> **Description of the task**: Recast all the lines below as a numbered list, skipping blank lines and leaving out the picture.

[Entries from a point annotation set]
□ □ □
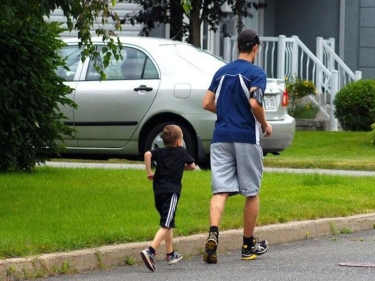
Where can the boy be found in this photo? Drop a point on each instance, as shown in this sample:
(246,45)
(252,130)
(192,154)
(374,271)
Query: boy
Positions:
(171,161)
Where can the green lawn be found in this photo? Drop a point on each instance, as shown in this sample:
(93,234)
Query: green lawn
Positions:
□ □ □
> **Answer to the problem**:
1. Where can the boy be found in this photo? Drop a point on each instance, as shown in this sample:
2. (246,45)
3. (252,130)
4. (192,154)
5. (374,271)
6. Query: boy
7. Positions:
8. (171,161)
9. Where can the green lawn be found in this photo? Drop a point on each instance, as shown in this sample:
10. (93,234)
11. Query: green lawn
12. Positions:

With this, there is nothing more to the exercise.